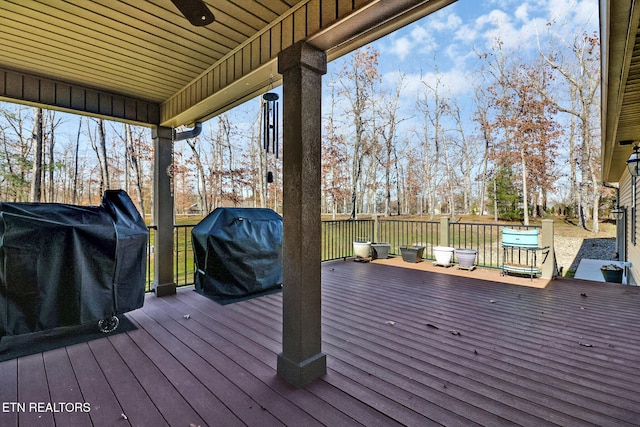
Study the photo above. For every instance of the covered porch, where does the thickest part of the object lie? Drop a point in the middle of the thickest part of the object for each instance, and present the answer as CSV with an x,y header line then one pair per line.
x,y
404,347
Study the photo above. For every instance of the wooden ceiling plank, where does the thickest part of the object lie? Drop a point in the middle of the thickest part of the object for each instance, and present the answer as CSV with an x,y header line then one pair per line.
x,y
48,27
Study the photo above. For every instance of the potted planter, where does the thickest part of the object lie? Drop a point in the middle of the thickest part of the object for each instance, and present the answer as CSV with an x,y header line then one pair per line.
x,y
412,253
466,258
362,249
380,250
612,273
443,254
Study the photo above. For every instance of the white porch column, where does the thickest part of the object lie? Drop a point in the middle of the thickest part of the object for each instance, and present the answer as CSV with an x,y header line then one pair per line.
x,y
163,207
301,360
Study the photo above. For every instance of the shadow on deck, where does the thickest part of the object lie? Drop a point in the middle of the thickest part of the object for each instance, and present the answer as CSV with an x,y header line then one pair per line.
x,y
403,346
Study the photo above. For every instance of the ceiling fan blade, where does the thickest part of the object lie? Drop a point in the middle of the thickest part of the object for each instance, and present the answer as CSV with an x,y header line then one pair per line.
x,y
195,11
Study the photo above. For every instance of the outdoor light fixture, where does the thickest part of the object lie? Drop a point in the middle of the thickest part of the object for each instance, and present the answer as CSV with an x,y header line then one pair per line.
x,y
634,162
618,213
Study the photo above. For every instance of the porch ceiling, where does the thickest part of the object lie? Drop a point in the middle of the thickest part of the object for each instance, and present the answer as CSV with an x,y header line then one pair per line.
x,y
620,84
143,62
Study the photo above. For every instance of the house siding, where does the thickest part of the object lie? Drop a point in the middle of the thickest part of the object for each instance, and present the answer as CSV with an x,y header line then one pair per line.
x,y
632,250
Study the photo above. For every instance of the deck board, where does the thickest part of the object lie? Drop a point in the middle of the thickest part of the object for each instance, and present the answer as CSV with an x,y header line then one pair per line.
x,y
66,389
535,355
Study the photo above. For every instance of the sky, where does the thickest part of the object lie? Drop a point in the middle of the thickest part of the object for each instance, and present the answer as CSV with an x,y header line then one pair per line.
x,y
454,35
452,38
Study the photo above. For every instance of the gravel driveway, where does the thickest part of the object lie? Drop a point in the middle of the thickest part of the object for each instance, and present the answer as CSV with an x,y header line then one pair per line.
x,y
570,250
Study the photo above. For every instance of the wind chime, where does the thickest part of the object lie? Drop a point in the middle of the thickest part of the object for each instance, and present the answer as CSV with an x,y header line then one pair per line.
x,y
270,126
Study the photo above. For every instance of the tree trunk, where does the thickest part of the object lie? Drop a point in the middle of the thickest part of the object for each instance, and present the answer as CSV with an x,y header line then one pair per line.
x,y
525,195
36,179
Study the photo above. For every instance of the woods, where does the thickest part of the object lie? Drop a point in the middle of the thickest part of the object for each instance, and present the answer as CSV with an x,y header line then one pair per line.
x,y
524,144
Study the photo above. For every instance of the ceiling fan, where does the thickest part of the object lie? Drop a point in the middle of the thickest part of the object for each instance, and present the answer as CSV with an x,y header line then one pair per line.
x,y
195,11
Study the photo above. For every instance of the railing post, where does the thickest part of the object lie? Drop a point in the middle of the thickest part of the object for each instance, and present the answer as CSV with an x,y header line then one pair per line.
x,y
549,265
375,228
444,231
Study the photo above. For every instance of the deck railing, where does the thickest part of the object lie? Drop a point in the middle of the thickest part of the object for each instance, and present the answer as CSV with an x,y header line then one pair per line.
x,y
338,237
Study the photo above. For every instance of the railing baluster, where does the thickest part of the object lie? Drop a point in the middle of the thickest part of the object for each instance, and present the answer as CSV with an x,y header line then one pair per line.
x,y
337,237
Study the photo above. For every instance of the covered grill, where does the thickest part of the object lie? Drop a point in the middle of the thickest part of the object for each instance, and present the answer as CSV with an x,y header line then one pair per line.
x,y
238,253
65,265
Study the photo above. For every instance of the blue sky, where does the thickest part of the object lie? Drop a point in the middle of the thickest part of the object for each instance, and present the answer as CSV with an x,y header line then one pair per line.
x,y
454,34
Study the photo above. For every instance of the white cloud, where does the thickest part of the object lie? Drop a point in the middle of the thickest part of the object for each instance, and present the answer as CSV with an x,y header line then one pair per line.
x,y
522,12
445,21
401,47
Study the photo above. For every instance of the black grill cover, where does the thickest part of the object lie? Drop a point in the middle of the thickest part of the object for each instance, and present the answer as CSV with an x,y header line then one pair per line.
x,y
65,265
238,252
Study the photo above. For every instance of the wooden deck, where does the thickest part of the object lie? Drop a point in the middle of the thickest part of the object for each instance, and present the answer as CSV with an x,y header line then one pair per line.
x,y
404,347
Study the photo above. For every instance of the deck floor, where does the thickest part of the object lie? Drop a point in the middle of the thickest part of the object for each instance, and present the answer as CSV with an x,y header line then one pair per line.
x,y
404,347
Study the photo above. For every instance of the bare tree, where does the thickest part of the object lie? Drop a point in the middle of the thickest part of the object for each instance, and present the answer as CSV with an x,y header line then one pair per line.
x,y
358,78
38,141
388,131
581,71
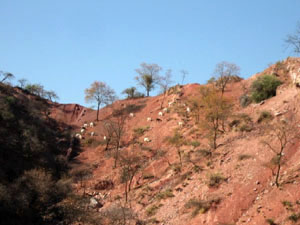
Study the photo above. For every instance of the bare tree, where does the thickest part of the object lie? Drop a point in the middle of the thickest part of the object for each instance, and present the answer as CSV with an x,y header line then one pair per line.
x,y
101,93
22,82
148,76
223,74
293,40
281,135
164,83
130,164
184,73
6,76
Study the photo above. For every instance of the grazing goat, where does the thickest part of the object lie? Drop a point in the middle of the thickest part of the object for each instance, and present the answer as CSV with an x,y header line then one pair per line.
x,y
79,136
180,124
147,140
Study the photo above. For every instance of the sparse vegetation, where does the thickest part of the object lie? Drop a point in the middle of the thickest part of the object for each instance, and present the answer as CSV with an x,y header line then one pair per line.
x,y
264,116
215,179
264,87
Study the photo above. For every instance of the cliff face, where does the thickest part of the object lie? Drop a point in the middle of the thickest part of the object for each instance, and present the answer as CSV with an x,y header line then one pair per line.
x,y
183,184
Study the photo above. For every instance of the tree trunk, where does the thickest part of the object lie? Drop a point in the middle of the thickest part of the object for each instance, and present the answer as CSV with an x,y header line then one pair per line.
x,y
98,106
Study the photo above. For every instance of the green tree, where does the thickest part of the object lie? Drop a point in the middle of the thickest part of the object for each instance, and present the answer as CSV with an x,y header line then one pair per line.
x,y
264,87
101,93
148,76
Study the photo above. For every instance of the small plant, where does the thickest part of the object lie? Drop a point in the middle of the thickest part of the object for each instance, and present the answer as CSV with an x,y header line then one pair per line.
x,y
245,100
264,115
200,206
151,211
244,157
140,130
271,222
294,217
168,193
264,87
195,144
215,180
288,205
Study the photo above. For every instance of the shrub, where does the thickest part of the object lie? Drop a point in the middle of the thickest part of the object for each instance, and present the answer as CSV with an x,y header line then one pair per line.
x,y
215,180
294,217
245,100
168,193
264,87
264,115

▸ TASK INSTRUCTIONS:
Only those lines running from the one containing "Study the photo above. For every instance of the small" through the last line of the data above are to be copied, exactly, with both ends included.

▸ WRITTEN RESPONSE:
Study the photo above. For every instance of the small plant, where does the thickest part of the object lie? Drop a point in the middle of the thickest part of the object for each instance, and present the answer as CSV with an x,y header line then one pair per line.
x,y
245,100
264,115
200,206
151,211
244,157
140,130
271,222
294,217
168,193
264,87
195,144
215,180
288,205
Study the photo above. For every instance of the shrub, where does the thickest part of the object lie? Drop a point in the middle of the thickest part of the object for each instance, and present the answer as CSV with an x,y header line then one pair per line.
x,y
215,180
294,217
245,100
168,193
264,87
264,115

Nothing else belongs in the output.